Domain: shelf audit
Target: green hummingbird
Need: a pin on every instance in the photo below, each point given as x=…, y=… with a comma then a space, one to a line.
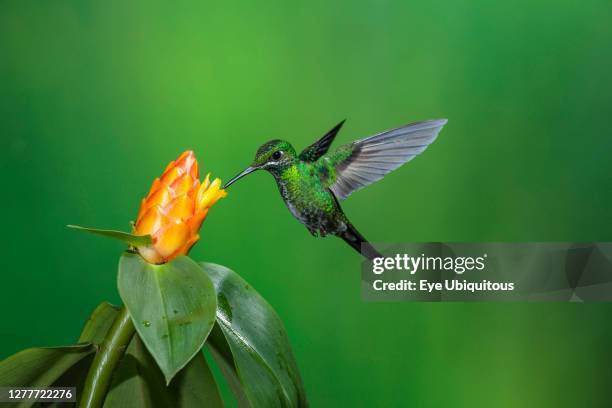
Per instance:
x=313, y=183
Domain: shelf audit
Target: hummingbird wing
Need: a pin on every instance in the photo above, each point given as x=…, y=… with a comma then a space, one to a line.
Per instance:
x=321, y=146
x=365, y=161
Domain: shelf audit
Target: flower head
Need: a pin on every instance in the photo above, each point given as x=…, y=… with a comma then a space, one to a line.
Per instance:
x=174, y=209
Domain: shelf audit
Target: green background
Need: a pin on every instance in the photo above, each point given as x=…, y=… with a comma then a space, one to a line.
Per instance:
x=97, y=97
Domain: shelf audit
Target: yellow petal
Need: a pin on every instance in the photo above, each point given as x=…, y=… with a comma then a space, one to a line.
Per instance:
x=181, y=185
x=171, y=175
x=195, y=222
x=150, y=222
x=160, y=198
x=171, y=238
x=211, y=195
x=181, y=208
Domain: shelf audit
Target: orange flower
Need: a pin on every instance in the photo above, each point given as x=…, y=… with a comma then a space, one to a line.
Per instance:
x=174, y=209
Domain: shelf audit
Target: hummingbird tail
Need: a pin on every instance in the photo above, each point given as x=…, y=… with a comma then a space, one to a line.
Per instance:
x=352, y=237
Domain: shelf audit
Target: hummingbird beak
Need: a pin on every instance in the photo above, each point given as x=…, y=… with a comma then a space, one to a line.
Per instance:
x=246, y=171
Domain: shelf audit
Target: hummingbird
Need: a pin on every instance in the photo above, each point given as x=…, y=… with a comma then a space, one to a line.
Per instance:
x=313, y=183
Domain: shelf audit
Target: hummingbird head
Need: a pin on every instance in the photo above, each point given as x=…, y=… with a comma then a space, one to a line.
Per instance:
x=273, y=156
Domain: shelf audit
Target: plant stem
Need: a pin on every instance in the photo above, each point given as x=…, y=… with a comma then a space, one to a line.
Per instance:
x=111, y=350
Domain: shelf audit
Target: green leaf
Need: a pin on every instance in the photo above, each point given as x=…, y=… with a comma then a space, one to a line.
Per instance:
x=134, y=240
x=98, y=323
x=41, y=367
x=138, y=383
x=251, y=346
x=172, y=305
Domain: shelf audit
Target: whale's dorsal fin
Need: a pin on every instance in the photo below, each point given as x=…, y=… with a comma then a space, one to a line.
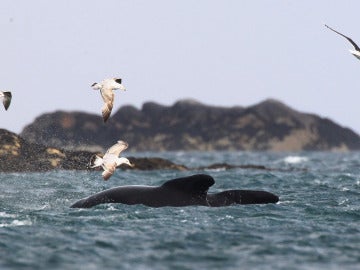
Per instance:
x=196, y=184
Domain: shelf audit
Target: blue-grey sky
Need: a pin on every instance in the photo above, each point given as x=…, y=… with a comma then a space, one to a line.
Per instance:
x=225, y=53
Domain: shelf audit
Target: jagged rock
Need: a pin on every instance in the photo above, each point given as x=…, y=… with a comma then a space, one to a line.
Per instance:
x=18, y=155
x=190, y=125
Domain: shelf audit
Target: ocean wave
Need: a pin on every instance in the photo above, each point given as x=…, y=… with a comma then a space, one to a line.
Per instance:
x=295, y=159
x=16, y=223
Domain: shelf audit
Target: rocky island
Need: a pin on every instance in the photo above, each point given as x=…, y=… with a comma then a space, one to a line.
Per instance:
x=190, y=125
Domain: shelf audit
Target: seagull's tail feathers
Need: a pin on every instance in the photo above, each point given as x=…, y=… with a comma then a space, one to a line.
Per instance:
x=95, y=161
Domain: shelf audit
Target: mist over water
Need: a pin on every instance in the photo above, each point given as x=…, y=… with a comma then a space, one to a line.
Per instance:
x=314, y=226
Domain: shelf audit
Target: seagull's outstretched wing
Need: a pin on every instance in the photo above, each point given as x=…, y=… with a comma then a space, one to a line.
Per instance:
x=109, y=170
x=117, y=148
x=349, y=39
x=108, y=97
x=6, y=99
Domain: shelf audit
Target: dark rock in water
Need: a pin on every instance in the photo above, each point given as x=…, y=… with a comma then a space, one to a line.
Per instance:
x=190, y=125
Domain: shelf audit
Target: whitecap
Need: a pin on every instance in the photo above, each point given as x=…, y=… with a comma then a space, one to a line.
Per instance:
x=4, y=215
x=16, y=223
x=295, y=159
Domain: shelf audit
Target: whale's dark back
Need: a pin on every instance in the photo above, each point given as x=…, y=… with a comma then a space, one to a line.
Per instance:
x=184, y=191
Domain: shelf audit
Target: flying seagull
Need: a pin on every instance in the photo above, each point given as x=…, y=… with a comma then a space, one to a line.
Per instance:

■ What you will do
Exactly reproduce the entries above, minus the pictures.

■ Exercise response
Domain: shelf audit
Target: green hummingbird
Need: a pin on every instance in the photo below, each point given as x=…, y=… with a comma then a space, one to a line.
Per instance:
x=313, y=183
Domain: shelf audit
Target: hummingbird wing
Need: a pin on every instance in the photo above, each point given as x=…, y=… with a comma then a space, one to a line.
Per instance:
x=321, y=146
x=365, y=161
Domain: shelf audit
Target: flower head
Need: a pin on every instance in the photo above, each point given as x=…, y=… with a comma then a space, one to a line.
Per instance:
x=174, y=209
Domain: shelf audit
Target: green background
Need: a pin on every instance in the photo above, each point given as x=…, y=… with a comma then a space, one to a line.
Per instance:
x=97, y=97
Domain: shelf audit
Target: yellow petal
Need: a pin on every instance in the photo above, each point given as x=…, y=… with a comma then a space, one to a line.
Per instance:
x=181, y=185
x=171, y=175
x=195, y=222
x=150, y=222
x=160, y=198
x=171, y=238
x=211, y=195
x=181, y=208
Domain: shelf audit
Target: orange flower
Need: a pin on every instance in the photo above, each point given as x=…, y=… with a comma then a space, one to a line.
Per instance:
x=174, y=209
Domain: shelf audit
Target: hummingbird tail
Need: a pin on every instance in the photo above, each point given as x=…, y=… with a comma then a space, one to a line.
Per instance:
x=352, y=237
Domain: shelf audit
Target: hummingbird beak
Need: a pin on every instance in the photo above, each point given as x=…, y=… with a comma then a space, one to a line.
Per instance:
x=246, y=171
Domain: shelf audit
Target: hummingbird
Need: a pin on every instance in the photo above, each point given as x=…, y=… with a comma then a space, one to a line.
Per instance:
x=313, y=183
Domain: shelf audit
Target: hummingbird head
Need: a pin on every instance in the photo above, each point given as x=…, y=… with a comma then a space, one to a line.
Per instance:
x=273, y=156
Domain: shelf audit
Target: plant stem
Need: a pin on every instance in the photo above, each point given as x=…, y=… with a comma then a space, one to a line.
Per instance:
x=111, y=350
Domain: shelf audit
Target: green leaf
Need: a pin on every instance in the photo above, each point given as x=…, y=… with a comma then a space, one to a line.
Per instance:
x=134, y=240
x=98, y=323
x=41, y=367
x=138, y=383
x=251, y=346
x=172, y=305
Domain: shelf audit
Target: whale's dorsal fin
Need: a pin on every instance in the photo below, each point given as x=…, y=… with a comma then a space, one to a line.
Per instance:
x=196, y=184
Domain: shelf audit
Target: blue-grey sky
Need: a pin on every instance in the photo above, each point given as x=…, y=… with a comma then a space, one to a line.
Per instance:
x=225, y=53
Domain: shelf audit
Target: jagged rock
Need: a pin on every instance in the photo above, each point given as x=…, y=… with a comma then a space, one to a line.
Per instance:
x=18, y=155
x=190, y=125
Domain: shelf audit
Target: ocean wave
Need: a pin on every instance in the photo above, each point given as x=…, y=… with a comma then a space, one to a line.
Per instance:
x=295, y=159
x=16, y=223
Domain: shelf audit
Target: rocky island
Need: a pin on every instance in the photo above, each point given as x=…, y=… with a comma then a space, one to a line.
Per instance:
x=190, y=125
Domain: shelf audit
Target: seagull's tail feathers
Need: a pin on every instance in the photo above, each point given as x=…, y=… with a comma then a space, one to a line.
Per instance:
x=95, y=161
Domain: shelf audit
Target: mist over water
Need: a pin on every instance in the photo above, each point given as x=…, y=… with a comma then a space, one to a line.
Per instance:
x=314, y=226
Domain: shelf audit
Target: seagull's outstretched wing
Need: a pin on every instance in the photo above, each point given as x=…, y=… with a comma then a space, one to a line.
Per instance:
x=109, y=170
x=117, y=148
x=349, y=39
x=108, y=97
x=6, y=99
Domain: shelf audit
Target: dark rock in water
Need: a pin on every instance in the photo above, each point given as x=…, y=… with a comma then a space, one to a line.
Per instance:
x=190, y=125
Domain: shelf audit
Target: whitecap
Need: a pin on every instance in the photo above, each point given as x=…, y=… with a comma then a space, one to a line.
Per instance:
x=4, y=215
x=16, y=223
x=295, y=159
Domain: shelf audit
Target: whale's dark back
Need: a pin on every instance in the photo above, each point given as x=…, y=… with a comma then a space, one to a line.
Per instance:
x=184, y=191
Domain: shelf audit
Target: flying seagull
Need: a pin on every instance in the photo above, each point given as x=…, y=… with a comma then a space, one to a line.
Per instance:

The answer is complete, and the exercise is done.